Data provided:
=== Section Start ===
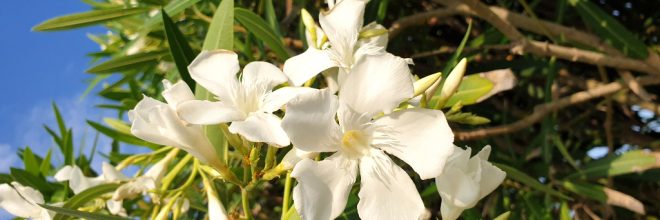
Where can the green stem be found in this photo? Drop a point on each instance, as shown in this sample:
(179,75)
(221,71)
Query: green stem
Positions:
(245,197)
(287,194)
(270,157)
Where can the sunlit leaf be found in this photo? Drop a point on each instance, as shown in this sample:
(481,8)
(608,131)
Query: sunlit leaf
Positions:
(119,136)
(86,18)
(181,52)
(85,197)
(81,214)
(128,62)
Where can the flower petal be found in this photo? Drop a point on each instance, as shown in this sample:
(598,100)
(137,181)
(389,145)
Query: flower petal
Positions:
(216,71)
(276,99)
(294,156)
(207,113)
(20,200)
(377,84)
(115,207)
(342,25)
(323,186)
(261,73)
(310,122)
(158,123)
(261,127)
(176,93)
(111,174)
(379,41)
(304,66)
(424,139)
(386,191)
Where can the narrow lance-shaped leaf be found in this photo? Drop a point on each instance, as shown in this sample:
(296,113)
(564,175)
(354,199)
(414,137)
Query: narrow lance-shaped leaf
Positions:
(220,35)
(260,28)
(30,162)
(605,195)
(127,62)
(519,176)
(81,214)
(86,18)
(119,136)
(45,165)
(629,162)
(180,50)
(84,197)
(172,8)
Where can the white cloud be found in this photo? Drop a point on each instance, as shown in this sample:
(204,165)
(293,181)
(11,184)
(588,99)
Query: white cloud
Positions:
(75,113)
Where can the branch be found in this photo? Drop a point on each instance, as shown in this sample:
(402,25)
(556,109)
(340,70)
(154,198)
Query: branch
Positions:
(540,111)
(418,19)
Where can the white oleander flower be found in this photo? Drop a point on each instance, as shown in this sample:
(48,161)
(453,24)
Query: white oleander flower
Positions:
(420,137)
(248,104)
(158,122)
(342,25)
(23,201)
(466,180)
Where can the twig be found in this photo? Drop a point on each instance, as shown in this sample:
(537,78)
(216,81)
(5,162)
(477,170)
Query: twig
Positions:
(506,22)
(541,110)
(418,19)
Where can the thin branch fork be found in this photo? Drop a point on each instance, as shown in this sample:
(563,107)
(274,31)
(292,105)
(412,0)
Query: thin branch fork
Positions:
(540,111)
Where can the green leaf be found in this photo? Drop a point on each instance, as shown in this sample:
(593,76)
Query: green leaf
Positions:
(58,117)
(519,176)
(260,28)
(84,197)
(81,214)
(45,166)
(128,62)
(118,125)
(469,91)
(629,162)
(292,214)
(271,17)
(86,18)
(608,28)
(605,195)
(119,136)
(31,164)
(180,50)
(220,34)
(172,8)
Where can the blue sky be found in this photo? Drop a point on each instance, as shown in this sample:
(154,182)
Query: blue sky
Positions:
(38,68)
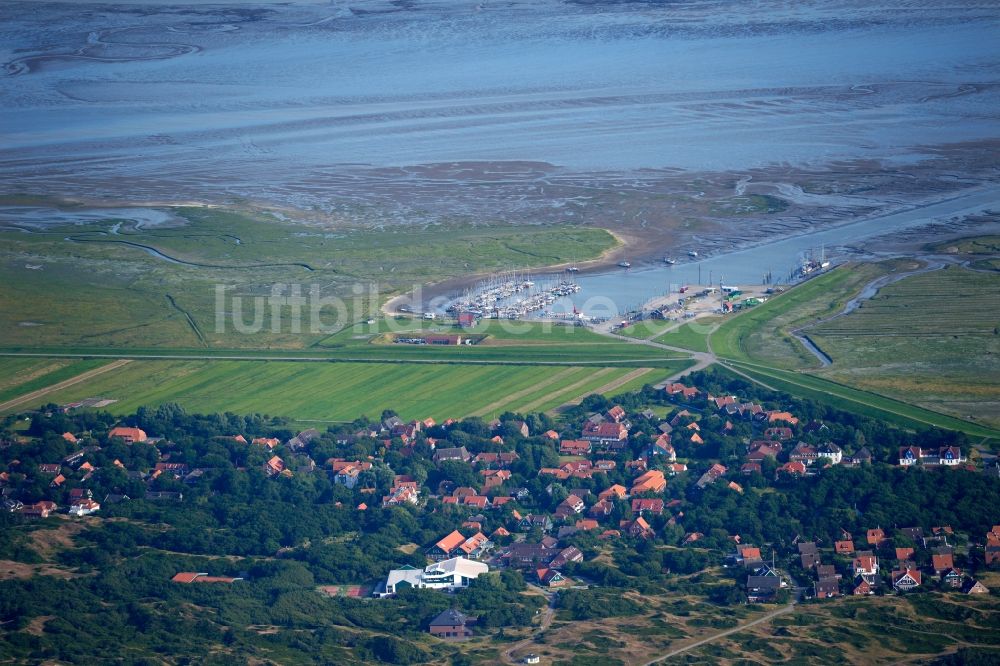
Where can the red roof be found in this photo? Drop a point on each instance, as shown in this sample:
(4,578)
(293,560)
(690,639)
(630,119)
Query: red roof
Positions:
(133,434)
(451,542)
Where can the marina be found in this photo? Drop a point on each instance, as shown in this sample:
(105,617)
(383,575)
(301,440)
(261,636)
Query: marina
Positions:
(610,293)
(511,295)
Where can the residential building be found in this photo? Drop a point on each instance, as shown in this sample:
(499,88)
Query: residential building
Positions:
(826,588)
(451,574)
(84,507)
(650,482)
(127,435)
(905,579)
(451,625)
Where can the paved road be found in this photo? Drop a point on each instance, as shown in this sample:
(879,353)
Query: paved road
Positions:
(722,634)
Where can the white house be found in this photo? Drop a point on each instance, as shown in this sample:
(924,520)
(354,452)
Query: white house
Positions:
(830,452)
(449,575)
(84,507)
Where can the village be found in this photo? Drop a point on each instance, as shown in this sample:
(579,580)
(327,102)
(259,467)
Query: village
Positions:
(609,476)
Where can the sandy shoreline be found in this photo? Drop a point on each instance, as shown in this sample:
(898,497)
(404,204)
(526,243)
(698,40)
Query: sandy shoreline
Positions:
(642,250)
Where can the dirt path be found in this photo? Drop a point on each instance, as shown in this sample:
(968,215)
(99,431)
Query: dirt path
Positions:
(507,400)
(722,634)
(604,388)
(28,397)
(547,616)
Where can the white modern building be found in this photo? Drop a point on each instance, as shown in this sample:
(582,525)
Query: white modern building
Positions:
(452,574)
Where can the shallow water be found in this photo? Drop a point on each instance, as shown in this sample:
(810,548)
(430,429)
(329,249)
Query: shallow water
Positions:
(253,100)
(614,292)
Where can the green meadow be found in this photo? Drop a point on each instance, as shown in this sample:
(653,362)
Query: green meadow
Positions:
(333,391)
(137,300)
(931,339)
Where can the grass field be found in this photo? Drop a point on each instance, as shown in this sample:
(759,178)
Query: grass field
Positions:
(691,335)
(861,402)
(21,376)
(762,334)
(932,339)
(135,299)
(334,391)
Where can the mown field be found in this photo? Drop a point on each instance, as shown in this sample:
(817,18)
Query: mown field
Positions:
(21,376)
(902,413)
(320,391)
(691,335)
(932,339)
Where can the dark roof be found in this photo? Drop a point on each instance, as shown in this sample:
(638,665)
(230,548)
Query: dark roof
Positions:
(763,582)
(450,618)
(827,586)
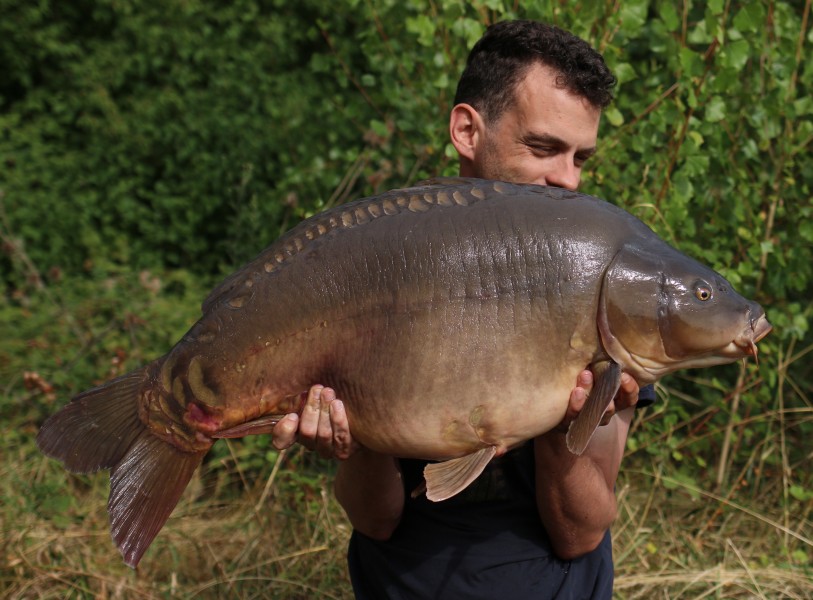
=== Section End ===
Exercise: Within the listing above, the range opens at the line with "Where can the paved" and closes at the line with "Query: white house". Reproduce exactly the lines of that range, including both ends.

Answer for the task:
Where can the paved road be found in this photo? Drop a point on each instance, as shown in this sample:
(879,353)
Query: paved road
Positions:
(722,634)
Where can the white house be found in this photo? Drop a point on each instance, as shown in this sample:
(924,520)
(354,452)
Query: white house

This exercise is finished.